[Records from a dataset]
■ ■ ■ ■

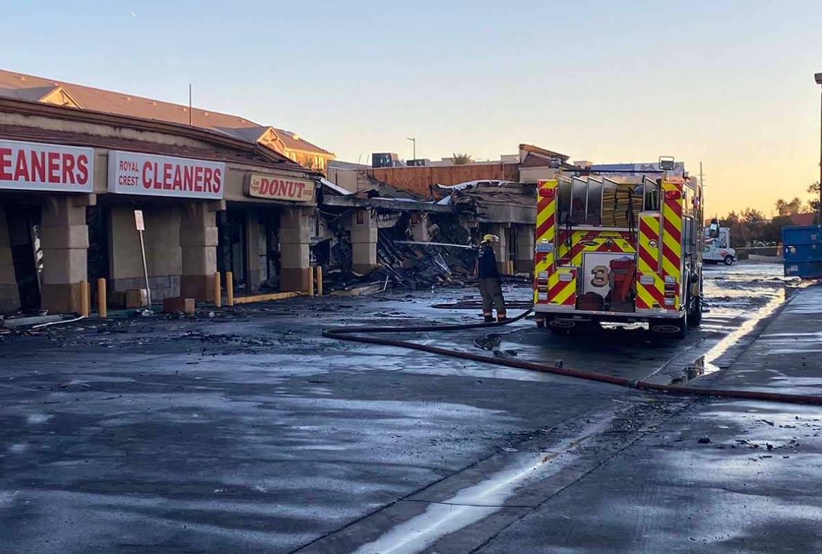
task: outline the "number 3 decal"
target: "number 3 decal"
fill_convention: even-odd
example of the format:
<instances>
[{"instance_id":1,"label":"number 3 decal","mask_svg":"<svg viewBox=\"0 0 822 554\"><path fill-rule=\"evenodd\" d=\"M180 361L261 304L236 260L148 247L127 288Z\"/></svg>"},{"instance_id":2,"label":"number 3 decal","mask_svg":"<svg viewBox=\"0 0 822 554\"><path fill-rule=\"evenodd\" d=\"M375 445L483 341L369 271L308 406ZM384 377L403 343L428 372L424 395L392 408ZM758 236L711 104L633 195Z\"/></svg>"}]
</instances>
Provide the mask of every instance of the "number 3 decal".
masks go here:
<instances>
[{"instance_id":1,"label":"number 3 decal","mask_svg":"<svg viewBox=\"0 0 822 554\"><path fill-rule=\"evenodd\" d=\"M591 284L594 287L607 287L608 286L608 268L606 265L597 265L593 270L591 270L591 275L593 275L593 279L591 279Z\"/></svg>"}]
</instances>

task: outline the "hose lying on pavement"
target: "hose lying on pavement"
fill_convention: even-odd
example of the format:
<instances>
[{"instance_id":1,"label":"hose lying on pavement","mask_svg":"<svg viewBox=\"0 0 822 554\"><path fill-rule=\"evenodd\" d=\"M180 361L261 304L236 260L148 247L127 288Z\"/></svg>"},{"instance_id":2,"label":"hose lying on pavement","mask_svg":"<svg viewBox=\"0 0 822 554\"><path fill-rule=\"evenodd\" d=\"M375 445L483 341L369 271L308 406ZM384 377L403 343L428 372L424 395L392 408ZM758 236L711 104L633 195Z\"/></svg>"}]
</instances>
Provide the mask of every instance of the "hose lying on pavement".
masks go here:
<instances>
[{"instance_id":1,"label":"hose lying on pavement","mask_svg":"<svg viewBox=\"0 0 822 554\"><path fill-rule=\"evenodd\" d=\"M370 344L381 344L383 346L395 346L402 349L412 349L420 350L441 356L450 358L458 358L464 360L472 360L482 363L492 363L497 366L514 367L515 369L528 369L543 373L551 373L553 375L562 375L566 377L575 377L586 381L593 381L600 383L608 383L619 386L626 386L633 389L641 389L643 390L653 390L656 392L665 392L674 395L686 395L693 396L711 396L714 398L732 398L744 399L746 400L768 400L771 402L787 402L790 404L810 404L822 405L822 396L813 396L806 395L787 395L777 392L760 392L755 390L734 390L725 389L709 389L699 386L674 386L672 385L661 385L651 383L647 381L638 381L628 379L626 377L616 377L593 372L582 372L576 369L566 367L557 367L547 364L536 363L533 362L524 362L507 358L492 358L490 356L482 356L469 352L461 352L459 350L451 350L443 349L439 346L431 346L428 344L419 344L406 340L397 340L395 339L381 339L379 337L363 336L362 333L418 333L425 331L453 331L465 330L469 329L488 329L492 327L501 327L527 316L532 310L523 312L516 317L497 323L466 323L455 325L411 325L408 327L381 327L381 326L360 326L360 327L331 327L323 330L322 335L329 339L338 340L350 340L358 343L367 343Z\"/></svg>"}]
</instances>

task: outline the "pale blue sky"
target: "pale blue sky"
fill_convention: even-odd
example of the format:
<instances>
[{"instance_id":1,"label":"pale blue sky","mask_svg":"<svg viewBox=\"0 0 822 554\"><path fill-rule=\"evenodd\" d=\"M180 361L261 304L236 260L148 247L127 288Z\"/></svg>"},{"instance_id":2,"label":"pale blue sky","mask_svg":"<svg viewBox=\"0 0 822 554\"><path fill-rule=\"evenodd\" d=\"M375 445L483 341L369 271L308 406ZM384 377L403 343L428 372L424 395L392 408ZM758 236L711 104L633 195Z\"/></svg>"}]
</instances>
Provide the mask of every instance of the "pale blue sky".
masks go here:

■ ■ ■ ■

Find every line in the records above that contains the string "number", matching case exactly, and copy each of those lines in full.

## RESPONSE BELOW
task: outline the "number 3 decal"
target: "number 3 decal"
[{"instance_id":1,"label":"number 3 decal","mask_svg":"<svg viewBox=\"0 0 822 554\"><path fill-rule=\"evenodd\" d=\"M180 361L261 304L236 260L148 247L127 288Z\"/></svg>"},{"instance_id":2,"label":"number 3 decal","mask_svg":"<svg viewBox=\"0 0 822 554\"><path fill-rule=\"evenodd\" d=\"M375 445L483 341L369 271L308 406ZM384 377L403 343L428 372L424 395L392 408ZM758 236L711 104L633 195Z\"/></svg>"}]
Provide the mask of every instance of the "number 3 decal".
[{"instance_id":1,"label":"number 3 decal","mask_svg":"<svg viewBox=\"0 0 822 554\"><path fill-rule=\"evenodd\" d=\"M591 284L594 287L607 287L608 286L608 268L606 265L597 265L593 270L591 270L591 275L593 275L593 279L591 279Z\"/></svg>"}]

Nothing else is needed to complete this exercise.